Problem description:
Transcribe each line of the records below exactly, excluding any embedded images.

Dataset extract:
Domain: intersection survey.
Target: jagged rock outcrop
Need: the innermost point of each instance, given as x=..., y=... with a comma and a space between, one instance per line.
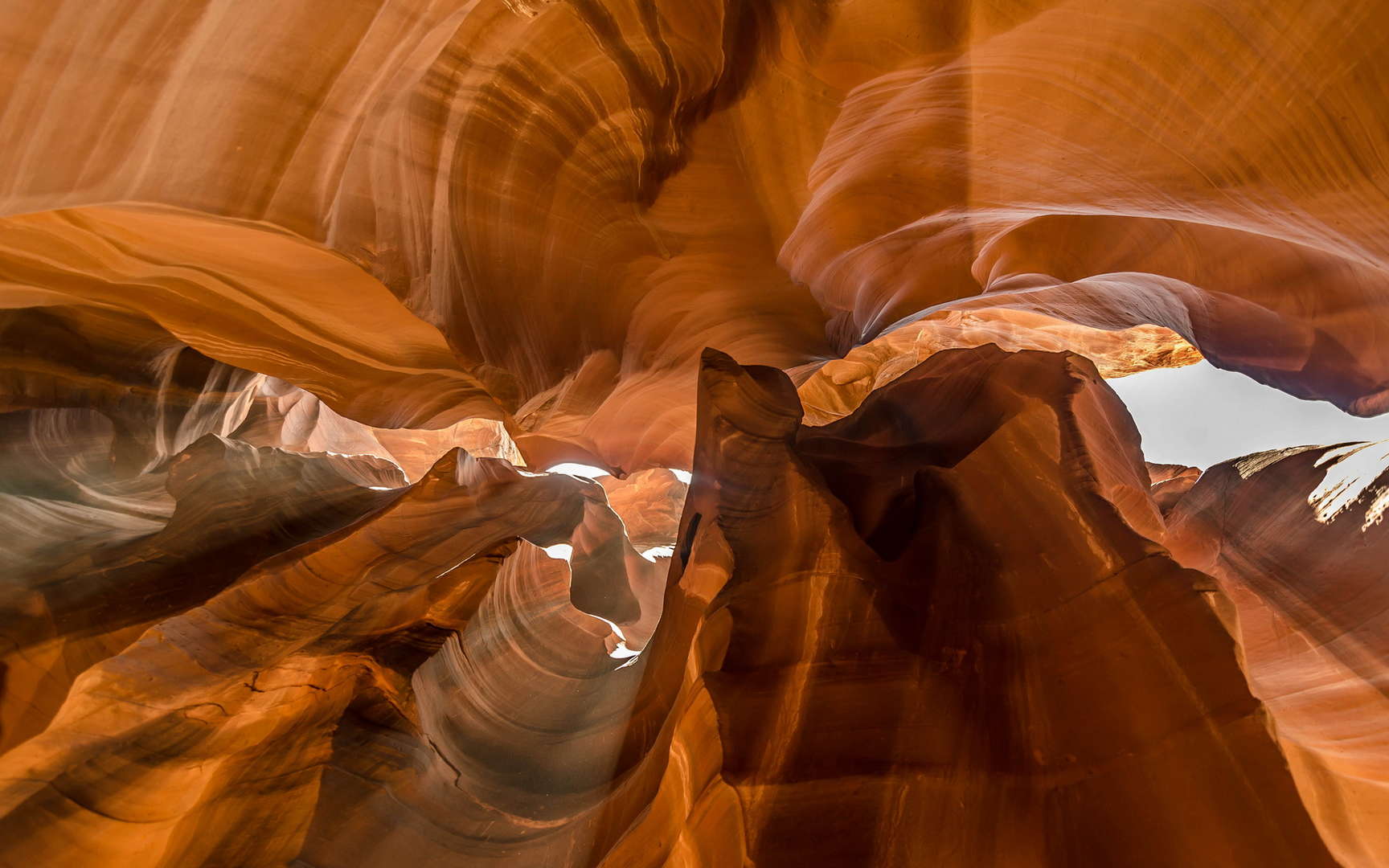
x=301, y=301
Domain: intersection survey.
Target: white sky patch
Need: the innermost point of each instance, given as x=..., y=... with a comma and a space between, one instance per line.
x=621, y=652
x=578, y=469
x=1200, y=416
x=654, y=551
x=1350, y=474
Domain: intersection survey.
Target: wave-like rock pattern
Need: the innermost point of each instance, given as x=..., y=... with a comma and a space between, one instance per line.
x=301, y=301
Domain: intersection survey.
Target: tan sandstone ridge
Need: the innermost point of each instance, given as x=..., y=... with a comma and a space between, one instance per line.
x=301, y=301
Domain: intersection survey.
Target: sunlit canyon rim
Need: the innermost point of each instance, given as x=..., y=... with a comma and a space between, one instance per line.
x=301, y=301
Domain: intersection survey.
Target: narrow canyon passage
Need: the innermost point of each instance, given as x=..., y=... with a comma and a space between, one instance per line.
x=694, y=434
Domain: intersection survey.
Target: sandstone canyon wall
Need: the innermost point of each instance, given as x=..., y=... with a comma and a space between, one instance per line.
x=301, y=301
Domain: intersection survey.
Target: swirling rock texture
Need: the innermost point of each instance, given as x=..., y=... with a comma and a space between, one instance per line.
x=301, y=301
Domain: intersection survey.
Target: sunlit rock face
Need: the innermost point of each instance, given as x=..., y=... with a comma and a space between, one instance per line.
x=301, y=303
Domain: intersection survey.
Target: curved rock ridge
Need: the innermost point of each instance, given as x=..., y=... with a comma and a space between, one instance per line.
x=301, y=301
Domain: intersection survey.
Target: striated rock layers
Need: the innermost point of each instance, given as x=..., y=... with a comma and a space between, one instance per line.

Exercise result:
Domain: intersection survey.
Target: jagged rock outcrop
Need: the innermost point of each instance, given as x=..., y=... with a comma and a space between, one instance per line.
x=301, y=301
Domain: intersection survey.
Target: white sky patch
Need: the innermost point of each instance, given as x=..., y=... with a comma and a space between, one instance per line.
x=621, y=652
x=578, y=469
x=1200, y=416
x=654, y=551
x=1350, y=474
Domain: intersection survey.
Target: wave-like rock pattern
Need: the innermost point of each instance, given as x=..., y=... with a comma and a space between, one instance per line.
x=301, y=301
Domain: intersection survey.
Target: tan sandstone ridge
Need: the innermost point of each instance, given as x=..., y=... with a comma and a space between, one instance per line.
x=301, y=301
Domain: intersection survey.
Target: sunlit canyon rim
Need: the innermost point of each instance, given as x=..., y=... with a comma and a space between, one instance per line.
x=301, y=301
Domain: intersection survey.
Target: narrow canyon passage
Need: the innermost point of each instance, given as x=..., y=... with a comma and a space between, one instance per line.
x=694, y=434
Domain: intersection survey.
Target: sandstone canyon wall
Need: the innermost point of each instance, given as x=..., y=... with a comma and a space between, one instance per line.
x=301, y=301
Domain: intersection survey.
Target: swirling rock texture
Need: the innermost point of each instance, given as x=..., y=... with a comma and a space between, one instance per line.
x=301, y=301
Domain: intersection survey.
Target: sunlit rock face
Need: the innermost point of each instance, given as x=..., y=... with a comma and a space between, one instance per line.
x=301, y=303
Domain: intersection survey.
Target: curved rock ridge
Need: the innermost point of each instance, given as x=..., y=... with a comma and a space between, one instance per line.
x=301, y=301
Domain: intersection survey.
Target: striated rock layers
Need: the innermost point of each instance, given as x=..., y=... with a comma and a space between, one instance per line.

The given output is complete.